Tarefa curta:
Transcreva sem alterações a parte do texto sobre o produtor Helton Altman que começa em "Como surgem as" e termina em "músicas para gravar.".

Trecho da página:
┄┄┄┄┄┄┄┄┄┄┄┄┄┄┄┄┄┄┄┄

Movido a uísque – Mesmo antes de abrir seu primeiro bar, Altman já produzia shows. O primeiro foi em 1979, uma apresentação de Roberto Riberti (parceiro de Eduardo Gudin e Arrigo Barnabé) e o publicitário Anísio Barreto dirigida por Elifas Andreato. A este se seguiram centenas deles sob sua coordenação – shows de Caetano Veloso, Elizete Cardoso, Paulo César Pinheiro, uma lista enorme. Inventor de projetos, o mais recente foi o Solo Brasileiro, exibido no Sesc Pinheiros. Onze shows de onze artistas – entre eles, Paulinho Nogueira (SP), Guarabira (BA), Tião Carvalho (MA), Sérgio Santos (MG) e Zé Renato (ES) – em apresentações solos, cada um interpretando sua obra e também a de outros compositores de sua terra natal.
    Como surgem as idéias desses projetos? "Acho que é o uísque", ironiza Altman, confirmando uma crônica de Hermínio Bello de Carvalho dedicada a ele: "Helton Altman, quando nasceu, colocaram uma estrela-de-davi em seu peito e uma dose de uísque na mamadeira". Porém, um de seus shows que mais repercutiram não nasceu de uma ressaca ocasionada pelo malte escocês. Surgiu de uma revolta. Em 1999, a cantora Simone, em entrevista a Jô Soares, disse que o Brasil estava carente de compositores. Então, ela abriu uma caixa-postal para que o pessoal lhe mandasse músicas para gravar.
    "Aí ela falava: ‘Nessa minha pesquisa descobri novos talentos, como Chico César’", recorda Altman, que completa: "O Chico mandava música há 10 anos e ela nunca tinha se preocupado em ouvir". Por causa da entrevista nasceu o projeto Novo é a puta que pariu, você que nunca ouviu, que reuniu em uma série de shows os compositores Guinga, Moacyr Luz, Jean e Paulo Garfunkel, César Brunetti, Sérgio Santos, Roberto Mendes, Vicente Barreto, Celso Viáfora e as cantoras Lúcia Helena e Mônica Salmaso. "Fizemos um protesto de maneira bem humorada, musical", explica o produtor.
Acervo pessoal – Nascido em Belo Horizonte e com 22 anos de carreira, Helton Altman foi armazenando registros sonoros dos eventos que coordenou nesse período. Montar uma gravadora é um de seus próximos projetos – o outro é produzir um programa de televisão. Com o selo que pretende criar, colocará no mercado gravações que por enquanto estão restritas à sua própria discoteca.

┄┄┄┄┄┄┄┄┄┄┄┄┄┄┄┄┄┄┄┄

Material apresentado:

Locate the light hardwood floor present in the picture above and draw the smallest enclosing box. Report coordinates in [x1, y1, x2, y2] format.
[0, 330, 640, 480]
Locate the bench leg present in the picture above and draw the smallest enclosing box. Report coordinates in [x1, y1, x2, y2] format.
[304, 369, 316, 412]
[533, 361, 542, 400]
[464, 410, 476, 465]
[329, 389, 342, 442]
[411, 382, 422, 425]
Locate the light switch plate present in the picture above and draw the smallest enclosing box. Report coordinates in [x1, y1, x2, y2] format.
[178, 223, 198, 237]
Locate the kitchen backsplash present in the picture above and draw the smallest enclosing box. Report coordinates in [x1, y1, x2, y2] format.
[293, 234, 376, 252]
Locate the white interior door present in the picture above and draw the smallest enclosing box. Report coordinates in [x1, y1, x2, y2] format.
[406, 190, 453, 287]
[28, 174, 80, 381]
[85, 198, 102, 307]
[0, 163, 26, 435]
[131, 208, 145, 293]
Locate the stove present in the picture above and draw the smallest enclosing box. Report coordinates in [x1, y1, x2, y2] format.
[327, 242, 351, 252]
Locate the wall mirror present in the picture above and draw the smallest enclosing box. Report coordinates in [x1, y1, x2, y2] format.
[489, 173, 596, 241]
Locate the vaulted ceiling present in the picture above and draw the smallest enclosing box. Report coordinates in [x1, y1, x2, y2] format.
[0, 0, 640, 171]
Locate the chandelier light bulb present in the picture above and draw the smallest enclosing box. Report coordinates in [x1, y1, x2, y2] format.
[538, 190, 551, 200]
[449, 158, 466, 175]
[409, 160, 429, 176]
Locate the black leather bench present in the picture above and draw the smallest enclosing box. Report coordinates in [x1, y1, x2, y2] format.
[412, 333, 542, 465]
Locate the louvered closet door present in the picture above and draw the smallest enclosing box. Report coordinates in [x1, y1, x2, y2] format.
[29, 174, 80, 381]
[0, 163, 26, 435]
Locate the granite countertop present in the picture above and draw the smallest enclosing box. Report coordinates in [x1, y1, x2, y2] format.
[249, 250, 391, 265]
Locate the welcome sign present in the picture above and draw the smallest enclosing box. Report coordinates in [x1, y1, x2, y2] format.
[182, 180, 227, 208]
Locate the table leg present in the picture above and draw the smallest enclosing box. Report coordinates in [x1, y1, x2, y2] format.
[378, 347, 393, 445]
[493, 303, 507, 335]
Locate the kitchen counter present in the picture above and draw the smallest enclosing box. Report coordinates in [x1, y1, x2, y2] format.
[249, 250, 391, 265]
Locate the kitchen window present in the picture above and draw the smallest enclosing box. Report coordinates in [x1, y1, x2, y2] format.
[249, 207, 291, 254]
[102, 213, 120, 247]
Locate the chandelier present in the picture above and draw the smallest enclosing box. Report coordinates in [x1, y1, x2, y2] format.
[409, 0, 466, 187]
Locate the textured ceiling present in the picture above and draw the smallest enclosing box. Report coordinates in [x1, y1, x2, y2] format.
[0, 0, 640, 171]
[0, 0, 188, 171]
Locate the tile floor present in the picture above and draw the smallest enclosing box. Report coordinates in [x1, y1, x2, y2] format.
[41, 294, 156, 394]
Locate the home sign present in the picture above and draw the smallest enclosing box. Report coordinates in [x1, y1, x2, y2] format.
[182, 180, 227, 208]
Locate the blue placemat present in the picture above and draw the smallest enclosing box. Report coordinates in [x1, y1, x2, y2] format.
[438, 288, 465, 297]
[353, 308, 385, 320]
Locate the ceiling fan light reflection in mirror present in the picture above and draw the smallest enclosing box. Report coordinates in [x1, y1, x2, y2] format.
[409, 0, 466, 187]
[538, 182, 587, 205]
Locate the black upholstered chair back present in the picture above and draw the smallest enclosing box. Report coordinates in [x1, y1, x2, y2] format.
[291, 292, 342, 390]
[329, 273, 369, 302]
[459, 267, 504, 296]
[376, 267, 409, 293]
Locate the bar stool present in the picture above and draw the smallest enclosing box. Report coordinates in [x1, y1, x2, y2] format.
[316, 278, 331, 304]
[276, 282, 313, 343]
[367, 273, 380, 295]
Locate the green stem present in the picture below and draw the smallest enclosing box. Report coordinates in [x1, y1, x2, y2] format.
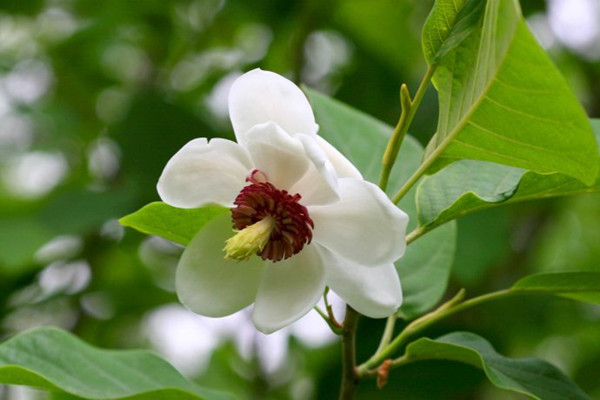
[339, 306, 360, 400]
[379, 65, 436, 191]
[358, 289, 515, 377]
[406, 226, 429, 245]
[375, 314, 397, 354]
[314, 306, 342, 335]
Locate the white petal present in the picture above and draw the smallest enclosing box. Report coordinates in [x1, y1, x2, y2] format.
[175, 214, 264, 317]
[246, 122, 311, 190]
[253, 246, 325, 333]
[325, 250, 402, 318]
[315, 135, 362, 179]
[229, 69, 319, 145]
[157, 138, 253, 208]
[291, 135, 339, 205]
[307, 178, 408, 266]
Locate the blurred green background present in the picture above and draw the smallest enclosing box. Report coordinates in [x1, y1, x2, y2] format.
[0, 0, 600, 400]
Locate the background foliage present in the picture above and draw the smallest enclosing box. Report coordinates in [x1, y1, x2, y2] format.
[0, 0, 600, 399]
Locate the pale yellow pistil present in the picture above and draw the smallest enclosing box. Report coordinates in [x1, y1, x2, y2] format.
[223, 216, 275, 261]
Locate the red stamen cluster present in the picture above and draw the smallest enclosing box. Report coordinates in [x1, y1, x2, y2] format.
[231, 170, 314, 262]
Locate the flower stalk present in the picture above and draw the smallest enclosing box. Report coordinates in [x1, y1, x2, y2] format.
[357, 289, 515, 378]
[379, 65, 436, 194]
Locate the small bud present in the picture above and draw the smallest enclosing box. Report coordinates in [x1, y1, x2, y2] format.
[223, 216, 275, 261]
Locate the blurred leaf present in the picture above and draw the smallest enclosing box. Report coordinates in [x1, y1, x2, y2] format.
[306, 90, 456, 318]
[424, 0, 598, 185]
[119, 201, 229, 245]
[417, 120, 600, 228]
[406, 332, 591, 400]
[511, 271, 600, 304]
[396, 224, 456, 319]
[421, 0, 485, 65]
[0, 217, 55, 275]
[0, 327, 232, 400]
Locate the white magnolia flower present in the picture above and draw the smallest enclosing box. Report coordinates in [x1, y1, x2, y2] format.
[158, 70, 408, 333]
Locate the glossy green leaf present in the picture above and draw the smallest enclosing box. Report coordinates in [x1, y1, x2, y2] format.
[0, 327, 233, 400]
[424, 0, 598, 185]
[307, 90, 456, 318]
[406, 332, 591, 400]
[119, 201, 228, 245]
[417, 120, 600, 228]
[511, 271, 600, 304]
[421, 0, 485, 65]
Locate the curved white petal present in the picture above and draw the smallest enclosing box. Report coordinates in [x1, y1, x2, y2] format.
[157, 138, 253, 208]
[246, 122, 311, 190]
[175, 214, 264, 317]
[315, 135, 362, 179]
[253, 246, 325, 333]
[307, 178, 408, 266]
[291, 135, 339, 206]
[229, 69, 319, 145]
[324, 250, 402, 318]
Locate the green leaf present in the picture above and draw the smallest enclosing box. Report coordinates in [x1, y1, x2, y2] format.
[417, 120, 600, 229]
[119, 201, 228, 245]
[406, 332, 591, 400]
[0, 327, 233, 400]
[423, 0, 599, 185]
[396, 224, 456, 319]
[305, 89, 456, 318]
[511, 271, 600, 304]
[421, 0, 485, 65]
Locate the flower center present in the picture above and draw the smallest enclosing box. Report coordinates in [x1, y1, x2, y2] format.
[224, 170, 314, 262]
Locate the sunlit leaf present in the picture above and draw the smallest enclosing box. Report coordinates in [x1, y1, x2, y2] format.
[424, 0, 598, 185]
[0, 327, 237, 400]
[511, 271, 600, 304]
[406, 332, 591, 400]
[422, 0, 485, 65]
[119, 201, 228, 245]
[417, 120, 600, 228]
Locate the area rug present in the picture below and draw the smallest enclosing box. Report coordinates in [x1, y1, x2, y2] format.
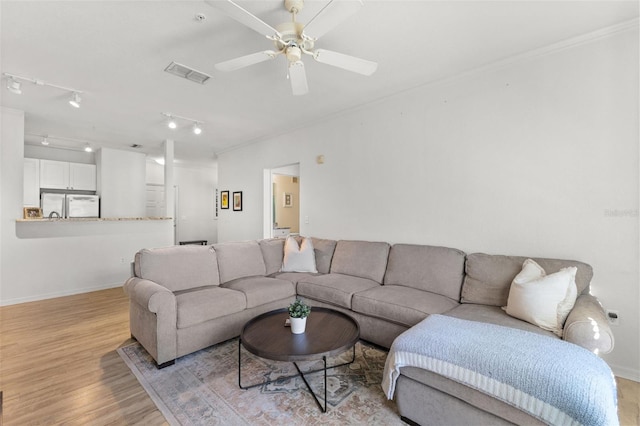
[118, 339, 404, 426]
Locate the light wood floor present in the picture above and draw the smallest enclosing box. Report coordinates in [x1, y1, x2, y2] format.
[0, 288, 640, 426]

┄┄┄┄┄┄┄┄┄┄┄┄┄┄┄┄┄┄┄┄

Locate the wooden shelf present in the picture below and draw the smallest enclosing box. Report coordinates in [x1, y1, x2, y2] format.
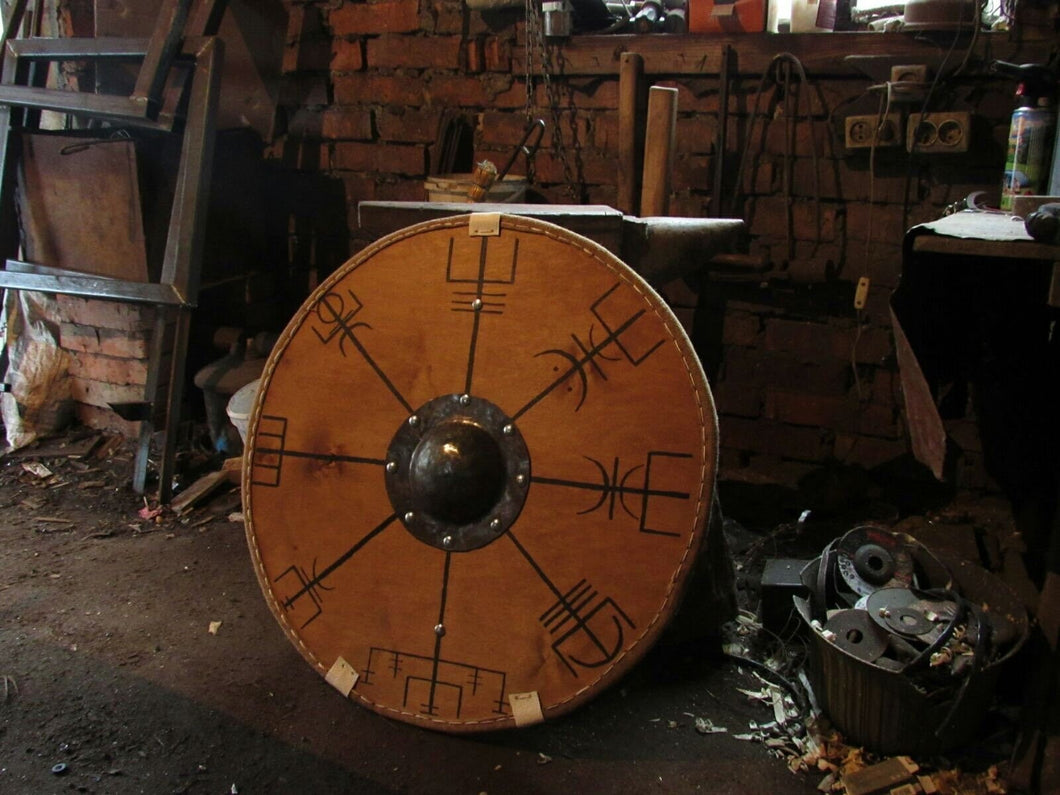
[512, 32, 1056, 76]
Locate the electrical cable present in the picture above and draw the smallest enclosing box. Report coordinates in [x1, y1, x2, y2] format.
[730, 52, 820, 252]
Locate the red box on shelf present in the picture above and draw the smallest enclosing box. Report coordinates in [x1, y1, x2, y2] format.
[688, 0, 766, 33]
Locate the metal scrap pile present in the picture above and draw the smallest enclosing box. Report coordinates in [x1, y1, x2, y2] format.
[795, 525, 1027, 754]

┄┄┄┄┄┄┄┄┄┄┄┄┄┄┄┄┄┄┄┄

Resposta da tarefa:
Como surgem as idéias desses projetos? "Acho que é o uísque", ironiza Altman, confirmando uma crônica de Hermínio Bello de Carvalho dedicada a ele: "Helton Altman, quando nasceu, colocaram uma estrela-de-davi em seu peito e uma dose de uísque na mamadeira". Porém, um de seus shows que mais repercutiram não nasceu de uma ressaca ocasionada pelo malte escocês. Surgiu de uma revolta. Em 1999, a cantora Simone, em entrevista a Jô Soares, disse que o Brasil estava carente de compositores. Então, ela abriu uma caixa-postal para que o pessoal lhe mandasse músicas para gravar.